• PROVIDED TEXT:
+ + + +
Come on, Slobodan; just because you have nice teeth (non-standard Brit issue) and a lot of hair gives you no right to claim bad things for the missing British art of cooking.
Haven't you seen how well our celebrity chefs fare once they go abroad on their fabulous road and canal trips? Goodness me, they cook in French and Spanish as brilliantly as anyone else!
The problem with Brit cooking isn't the chefs; the problem is the Brits: they give the impression of eating being equated with a pit stop or, alternatively, a means of displaying great wealth, which many indeed do have. It isn't enough to fill the kitchen with pretty cookery books, you also have to learn how to cook.
I was very fortunate in my life to marry a Scottish girl whose Mum was a good cook who believed in the essential value of great raw materials (how like photography!) even for simple, honest and traditional dishes. That start, encouraged by exposure to my own Mum, of mixed Scottish/Italian origin, led to a wonderful kitchen style further enhanced when we came to live in Spain, where very friendly local women were so willing to introduce her (my wife) to local culinary ways. Was there a drawback? Yes, we had to rise very early every Sunday morning in order to find a parking space close enough to the market that I could carry the shopping back without falling down dead. We eventually opted for one of those shopping trolleys with wheels, but I never felt happy with it - loss of masculinity etc. that I imagine it implied, when all it really implied was a sound understanding of the futility of macho pride and the convenience of the invention of the wheel.
+ + + +
• SOURCE INFORMATION:
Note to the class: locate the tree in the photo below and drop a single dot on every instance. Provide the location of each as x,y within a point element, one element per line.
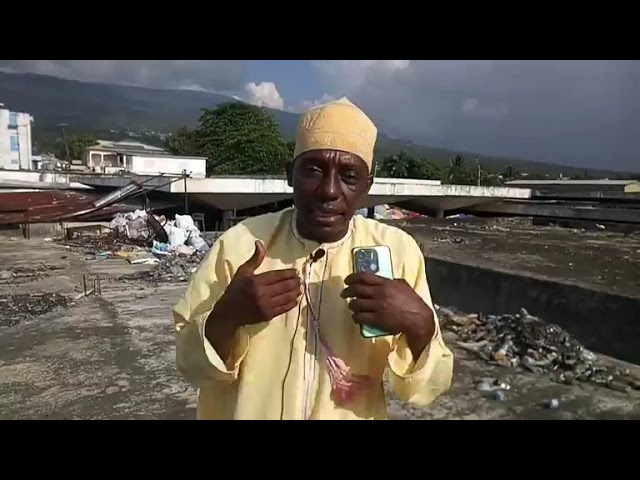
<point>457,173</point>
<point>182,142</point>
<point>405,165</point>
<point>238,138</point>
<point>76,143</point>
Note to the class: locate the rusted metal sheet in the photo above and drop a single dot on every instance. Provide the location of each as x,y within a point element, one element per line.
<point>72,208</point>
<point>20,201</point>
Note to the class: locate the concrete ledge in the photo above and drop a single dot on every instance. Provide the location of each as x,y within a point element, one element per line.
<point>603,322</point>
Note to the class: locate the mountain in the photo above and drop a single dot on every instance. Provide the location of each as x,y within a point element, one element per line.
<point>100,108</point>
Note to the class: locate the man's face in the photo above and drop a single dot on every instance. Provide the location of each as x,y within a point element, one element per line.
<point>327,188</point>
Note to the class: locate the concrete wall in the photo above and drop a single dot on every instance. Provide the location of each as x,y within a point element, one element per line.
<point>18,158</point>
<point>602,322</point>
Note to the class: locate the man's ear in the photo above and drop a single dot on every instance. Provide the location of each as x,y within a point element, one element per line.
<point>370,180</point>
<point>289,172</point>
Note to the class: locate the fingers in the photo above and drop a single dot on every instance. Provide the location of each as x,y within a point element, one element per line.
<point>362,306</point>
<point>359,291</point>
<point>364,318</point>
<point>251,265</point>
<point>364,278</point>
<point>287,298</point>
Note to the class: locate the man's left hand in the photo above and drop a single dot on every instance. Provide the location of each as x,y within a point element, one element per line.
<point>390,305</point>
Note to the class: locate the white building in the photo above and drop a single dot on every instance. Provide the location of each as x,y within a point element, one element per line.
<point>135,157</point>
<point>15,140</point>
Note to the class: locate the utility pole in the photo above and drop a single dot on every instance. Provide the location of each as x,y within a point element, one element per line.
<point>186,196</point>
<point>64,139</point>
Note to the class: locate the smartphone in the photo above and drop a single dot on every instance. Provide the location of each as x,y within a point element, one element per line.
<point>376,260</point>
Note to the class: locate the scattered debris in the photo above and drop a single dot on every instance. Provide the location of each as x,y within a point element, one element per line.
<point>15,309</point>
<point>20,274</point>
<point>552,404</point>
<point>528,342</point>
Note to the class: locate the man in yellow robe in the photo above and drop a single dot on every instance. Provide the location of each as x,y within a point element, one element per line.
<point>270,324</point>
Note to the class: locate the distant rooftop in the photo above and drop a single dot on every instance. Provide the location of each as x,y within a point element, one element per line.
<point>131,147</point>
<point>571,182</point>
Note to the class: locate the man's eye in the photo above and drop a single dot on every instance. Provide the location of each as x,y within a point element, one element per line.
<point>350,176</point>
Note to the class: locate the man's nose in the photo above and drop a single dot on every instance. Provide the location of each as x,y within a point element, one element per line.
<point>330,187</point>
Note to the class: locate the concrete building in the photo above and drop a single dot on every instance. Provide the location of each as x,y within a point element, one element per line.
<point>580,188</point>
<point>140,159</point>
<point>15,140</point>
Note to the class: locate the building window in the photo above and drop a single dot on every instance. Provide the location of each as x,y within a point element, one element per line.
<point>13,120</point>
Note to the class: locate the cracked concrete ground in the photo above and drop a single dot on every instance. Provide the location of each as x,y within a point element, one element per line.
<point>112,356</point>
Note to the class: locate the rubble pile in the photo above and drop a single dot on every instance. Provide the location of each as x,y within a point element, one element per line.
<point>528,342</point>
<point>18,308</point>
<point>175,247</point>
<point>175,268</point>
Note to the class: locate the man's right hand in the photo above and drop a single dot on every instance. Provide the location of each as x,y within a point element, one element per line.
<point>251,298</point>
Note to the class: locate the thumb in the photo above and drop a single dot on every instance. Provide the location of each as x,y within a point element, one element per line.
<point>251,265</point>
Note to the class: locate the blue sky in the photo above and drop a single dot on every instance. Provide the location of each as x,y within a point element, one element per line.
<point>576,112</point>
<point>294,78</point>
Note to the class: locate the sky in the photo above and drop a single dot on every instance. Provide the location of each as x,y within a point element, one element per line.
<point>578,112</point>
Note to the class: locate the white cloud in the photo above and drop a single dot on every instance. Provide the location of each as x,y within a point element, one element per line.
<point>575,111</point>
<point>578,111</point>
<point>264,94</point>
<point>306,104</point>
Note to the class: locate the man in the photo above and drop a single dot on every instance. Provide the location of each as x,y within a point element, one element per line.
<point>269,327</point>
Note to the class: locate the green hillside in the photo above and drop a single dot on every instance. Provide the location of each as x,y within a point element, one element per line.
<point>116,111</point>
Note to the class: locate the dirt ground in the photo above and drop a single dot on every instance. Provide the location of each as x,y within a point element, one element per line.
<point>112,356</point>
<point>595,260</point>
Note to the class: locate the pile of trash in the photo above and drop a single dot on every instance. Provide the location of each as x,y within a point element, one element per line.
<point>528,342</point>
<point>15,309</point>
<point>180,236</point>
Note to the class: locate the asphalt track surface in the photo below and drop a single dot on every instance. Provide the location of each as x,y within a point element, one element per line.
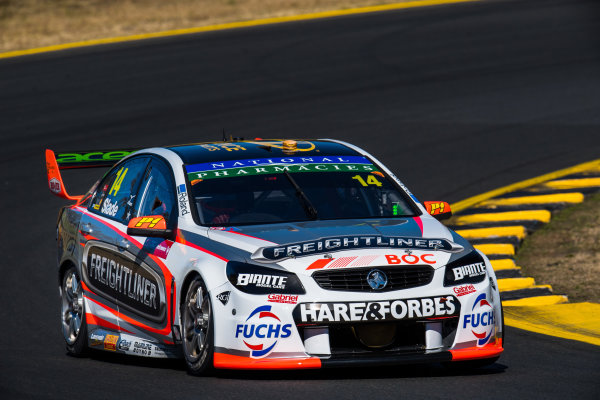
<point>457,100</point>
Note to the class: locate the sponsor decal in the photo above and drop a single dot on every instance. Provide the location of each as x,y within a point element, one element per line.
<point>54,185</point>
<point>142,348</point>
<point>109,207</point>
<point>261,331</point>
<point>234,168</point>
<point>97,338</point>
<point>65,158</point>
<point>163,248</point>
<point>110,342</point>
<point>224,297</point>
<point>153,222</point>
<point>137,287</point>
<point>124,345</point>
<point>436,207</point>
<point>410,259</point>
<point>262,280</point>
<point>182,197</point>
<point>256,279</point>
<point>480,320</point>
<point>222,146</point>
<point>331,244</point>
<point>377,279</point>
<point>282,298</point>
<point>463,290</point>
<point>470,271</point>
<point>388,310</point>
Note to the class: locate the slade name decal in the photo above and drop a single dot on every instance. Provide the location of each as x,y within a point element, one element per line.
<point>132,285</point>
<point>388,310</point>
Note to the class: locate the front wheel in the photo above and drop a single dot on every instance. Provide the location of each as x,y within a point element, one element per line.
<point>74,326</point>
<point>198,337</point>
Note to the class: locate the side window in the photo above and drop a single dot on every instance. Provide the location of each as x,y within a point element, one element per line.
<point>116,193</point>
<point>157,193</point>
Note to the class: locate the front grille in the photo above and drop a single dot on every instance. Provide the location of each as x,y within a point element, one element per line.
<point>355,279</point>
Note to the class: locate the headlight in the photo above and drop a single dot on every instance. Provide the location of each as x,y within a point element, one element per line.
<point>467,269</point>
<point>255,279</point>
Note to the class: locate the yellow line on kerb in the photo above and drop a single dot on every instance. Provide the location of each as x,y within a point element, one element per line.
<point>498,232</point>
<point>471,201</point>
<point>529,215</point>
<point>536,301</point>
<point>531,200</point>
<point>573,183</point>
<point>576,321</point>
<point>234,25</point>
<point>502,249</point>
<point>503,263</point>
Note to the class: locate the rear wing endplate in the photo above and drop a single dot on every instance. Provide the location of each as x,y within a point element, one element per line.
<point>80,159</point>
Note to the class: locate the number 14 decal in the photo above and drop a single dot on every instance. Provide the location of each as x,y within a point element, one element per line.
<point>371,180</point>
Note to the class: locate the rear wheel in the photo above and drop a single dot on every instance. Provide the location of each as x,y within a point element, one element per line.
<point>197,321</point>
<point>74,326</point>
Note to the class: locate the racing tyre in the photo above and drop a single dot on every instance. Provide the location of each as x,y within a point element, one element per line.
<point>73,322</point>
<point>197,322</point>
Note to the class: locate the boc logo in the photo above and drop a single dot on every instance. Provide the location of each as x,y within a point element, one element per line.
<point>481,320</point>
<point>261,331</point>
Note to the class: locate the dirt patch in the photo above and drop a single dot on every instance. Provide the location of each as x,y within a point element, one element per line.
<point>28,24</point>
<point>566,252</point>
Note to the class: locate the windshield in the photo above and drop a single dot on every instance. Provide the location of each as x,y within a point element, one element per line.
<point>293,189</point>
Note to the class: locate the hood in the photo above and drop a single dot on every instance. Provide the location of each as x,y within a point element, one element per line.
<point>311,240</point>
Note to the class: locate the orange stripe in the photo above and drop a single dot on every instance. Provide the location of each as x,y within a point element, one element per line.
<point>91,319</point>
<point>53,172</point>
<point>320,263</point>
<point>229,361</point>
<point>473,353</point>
+ + + +
• TASK PROMPT:
Carry the comment on British cooking further, starting right after its last sentence. The material plays no part in this work.

• YOUR RESPONSE:
All that experience is available to the casual tourist; the problem, of course, is that often that tourist wants nothing beyond what he eats at home. So, really, all those hamburger joints now spreading like a disease across Europe must come to roost on the head of the very tourist who sometimes complains that all you see in holiday resorts is junk food outlets... a circle as vicious as some of the ones we find ourselves drawn into here on matters photographic.